ENTRIES SHOWN
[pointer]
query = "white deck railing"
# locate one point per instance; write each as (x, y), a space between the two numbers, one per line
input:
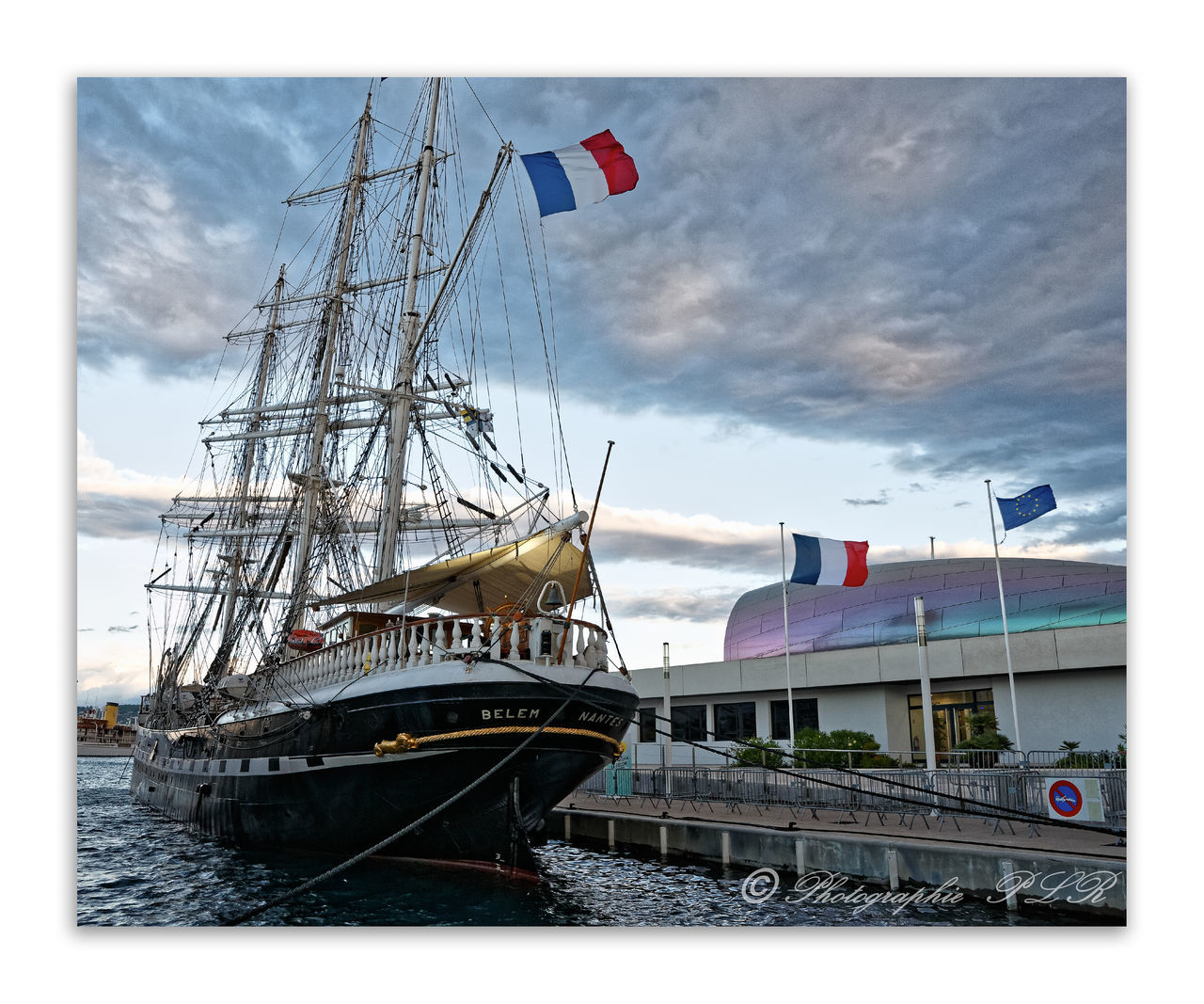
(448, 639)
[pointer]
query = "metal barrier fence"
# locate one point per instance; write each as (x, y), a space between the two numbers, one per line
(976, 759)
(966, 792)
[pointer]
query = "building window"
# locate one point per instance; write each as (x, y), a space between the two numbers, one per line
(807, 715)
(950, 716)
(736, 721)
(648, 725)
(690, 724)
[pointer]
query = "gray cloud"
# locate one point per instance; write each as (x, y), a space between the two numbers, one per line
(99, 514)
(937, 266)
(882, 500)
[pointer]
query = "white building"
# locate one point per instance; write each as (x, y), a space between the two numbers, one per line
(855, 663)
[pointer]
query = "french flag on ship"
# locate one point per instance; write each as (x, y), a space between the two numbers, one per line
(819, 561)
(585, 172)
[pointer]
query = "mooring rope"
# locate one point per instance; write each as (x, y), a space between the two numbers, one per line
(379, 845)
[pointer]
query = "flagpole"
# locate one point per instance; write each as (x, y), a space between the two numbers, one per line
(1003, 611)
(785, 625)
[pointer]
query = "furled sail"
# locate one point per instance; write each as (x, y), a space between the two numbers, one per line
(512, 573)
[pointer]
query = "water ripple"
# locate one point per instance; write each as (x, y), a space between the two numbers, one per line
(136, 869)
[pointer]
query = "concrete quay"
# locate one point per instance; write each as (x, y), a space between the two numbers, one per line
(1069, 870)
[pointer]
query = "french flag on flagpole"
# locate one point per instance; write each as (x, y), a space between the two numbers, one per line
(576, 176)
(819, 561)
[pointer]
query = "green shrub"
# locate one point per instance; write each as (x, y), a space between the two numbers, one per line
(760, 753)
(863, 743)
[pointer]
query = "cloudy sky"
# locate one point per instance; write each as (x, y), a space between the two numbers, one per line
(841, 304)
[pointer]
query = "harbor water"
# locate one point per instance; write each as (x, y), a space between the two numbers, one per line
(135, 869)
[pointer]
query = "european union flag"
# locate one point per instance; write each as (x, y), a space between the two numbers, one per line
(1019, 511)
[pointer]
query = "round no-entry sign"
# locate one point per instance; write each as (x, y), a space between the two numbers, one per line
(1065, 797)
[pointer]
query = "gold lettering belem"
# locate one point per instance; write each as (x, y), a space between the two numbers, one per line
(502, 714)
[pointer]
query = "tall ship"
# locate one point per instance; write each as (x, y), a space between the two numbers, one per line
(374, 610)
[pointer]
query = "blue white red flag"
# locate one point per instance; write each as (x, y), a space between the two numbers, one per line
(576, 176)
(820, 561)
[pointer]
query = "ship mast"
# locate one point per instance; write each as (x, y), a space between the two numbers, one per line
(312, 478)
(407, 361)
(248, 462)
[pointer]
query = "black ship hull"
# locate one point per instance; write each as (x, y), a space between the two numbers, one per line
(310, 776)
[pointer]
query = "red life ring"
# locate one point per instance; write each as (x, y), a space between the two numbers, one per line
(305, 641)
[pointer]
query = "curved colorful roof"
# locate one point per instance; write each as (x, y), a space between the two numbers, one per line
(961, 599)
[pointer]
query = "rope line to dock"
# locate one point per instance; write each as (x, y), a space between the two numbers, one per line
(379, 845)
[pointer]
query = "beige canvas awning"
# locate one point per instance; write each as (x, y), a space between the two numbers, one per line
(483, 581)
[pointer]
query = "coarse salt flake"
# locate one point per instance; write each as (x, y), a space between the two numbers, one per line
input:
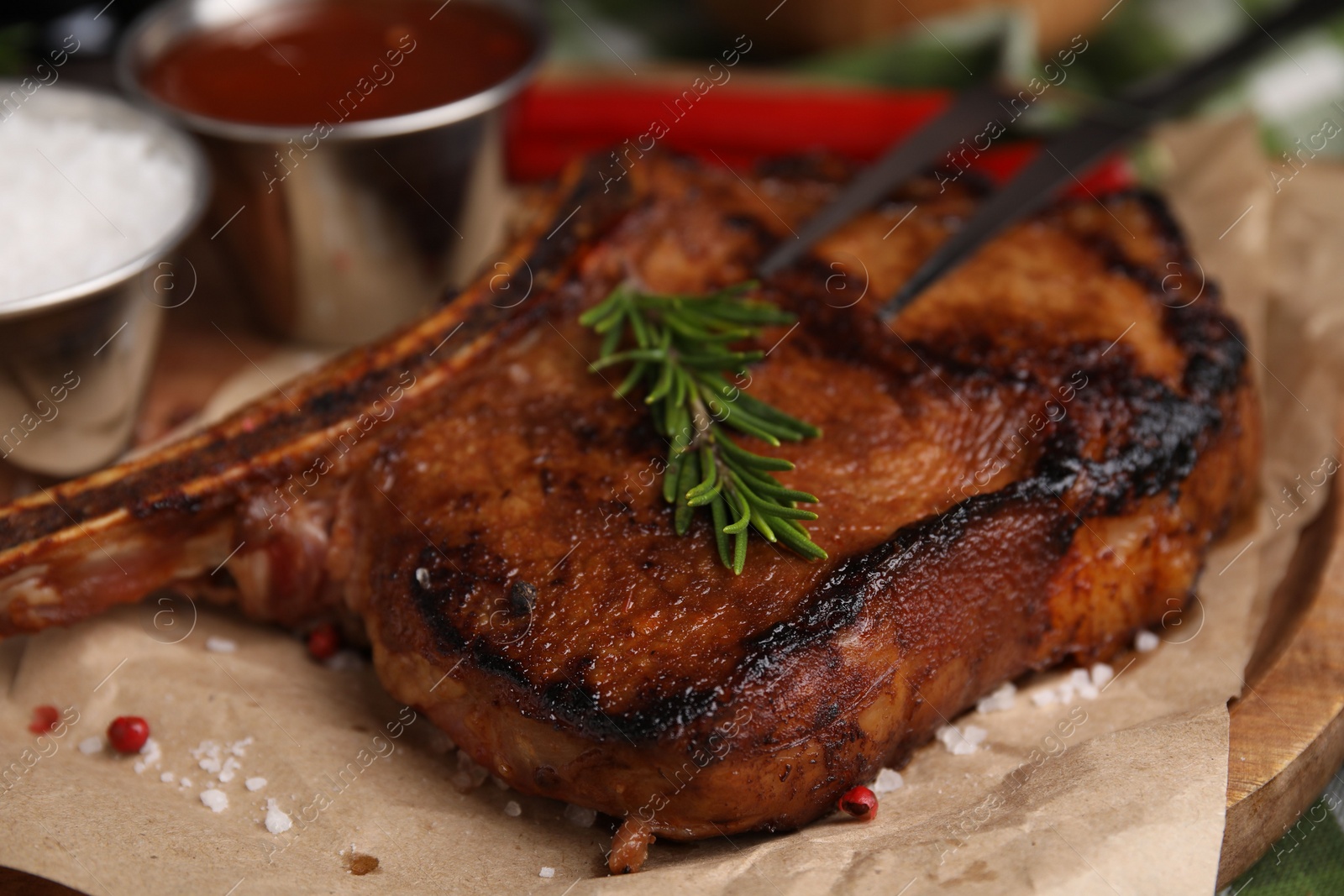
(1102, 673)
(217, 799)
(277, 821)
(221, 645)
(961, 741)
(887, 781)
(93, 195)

WHAT YOU SHOULD DO
Extract all the data above exactly, excluding every picture.

OUTPUT FOR THIS TASK
[pointer]
query = "white deck railing"
# locate one point per instance; write each as (x, y), a space between the two numbers, one per line
input:
(448, 639)
[pointer]
query = "metal barrier fence"
# locate one point per instance; write each as (x, y), a space between the two numbers, one per line
(976, 759)
(966, 792)
[pointer]
query = "building window"
# locate one point per instance; write each as (x, y), a space between the two numbers, one per line
(807, 715)
(950, 716)
(736, 721)
(648, 725)
(690, 724)
[pointer]
query = "gray cloud"
# locate one point per instance; write each as (x, y), a space between the two numbers, one per line
(99, 514)
(937, 266)
(882, 500)
[pointer]
query = "white building"
# locate one point per instance; write each as (x, y), a space between the two numbers, one per line
(855, 663)
[pointer]
query = "french flag on ship"
# locate one point per instance; write each as (x, y), a space between the two numbers, one per line
(819, 561)
(585, 172)
[pointer]
query = "mooring rope"
# locate one point per instance; write each as (x, y), a space between the two numbers, one per line
(379, 845)
[pointer]
query = "flagpole"
# locate one point per instance; write each as (x, y), a space between the two numbers, one per line
(1003, 611)
(785, 625)
[pointer]
query = "furled sail"
# locate one point per instance; write each as (x, y), a space between the two numbers, one per line
(512, 573)
[pointer]
query = "water ripple"
# locate one point per instance; write each as (x, y), a space between the two numbers, one per line
(136, 869)
[pointer]
query = "concrete quay"
# locate one point per instance; write each as (x, y), a space between the two numbers, one per line
(1069, 870)
[pointer]
query = "french flag on flagpole"
# locate one point per instance; write each as (x, y), a space between the two numbers, one per line
(576, 176)
(819, 561)
[pointer]
query = "green shrub"
# locate one point per instance; write each as (x, y), a space between the two numbers, one per line
(760, 753)
(863, 743)
[pointer]
query = "cloudy sky"
# locate one point per instance; write each as (x, y), a space between the two numbers, one per line
(841, 304)
[pointer]
query = "harbor water"
# locate one point per instance; write each as (x, y), a space between the two numbers, one per line
(135, 869)
[pointer]
query = "european union flag"
# locate one point per instance; write each as (x, y), a space between the two numbers, one per line
(1019, 511)
[pointer]
query = "round no-entry sign"
# locate one point per instance; write each as (x, y), a space between the two numbers, one per line
(1065, 797)
[pointer]
query = "gold lettering belem"
# locate one point per instance; write each as (x, y), a space between the two numbers, one per line
(502, 714)
[pointer]
query = "tall ship"
# locate one point per instance; write each as (x, y), a space between the two numbers, one per line
(374, 610)
[pointer]
query = "blue white red flag"
# locate one point per instance; write each as (x, y), a space between the two numbers, one per line
(576, 176)
(820, 561)
[pointer]
query = "ship mast"
# locate one point per instance; write each as (x, y), a space between the two numbers, one per line
(312, 478)
(407, 361)
(248, 462)
[pointer]
query = "black ship hull"
# locate one point per instance; write each as (x, y), a space between the two numbers, one per line
(310, 776)
[pointer]
query = "red life ring"
# locate one point per instance; write each as (x, y), a space between the two numbers, one per line
(305, 641)
[pointer]
query = "curved colorful roof"
# locate one point per instance; write each as (x, y), a space between the two numbers, one per line
(961, 599)
[pointer]
query = "rope line to dock"
# locate one point per instance; write each as (x, y), a space between the two numbers, one per line
(379, 845)
[pointer]
query = "beige canvas awning"
# locate one point per instance; write each as (x, y), a space between the two numbers, one per line
(483, 581)
[pointer]
query = "coarse salt flake"
# locate one point per instance; write each as (x, y), a space between the two numbers, one per line
input:
(1102, 673)
(217, 799)
(277, 821)
(221, 645)
(961, 741)
(887, 781)
(93, 195)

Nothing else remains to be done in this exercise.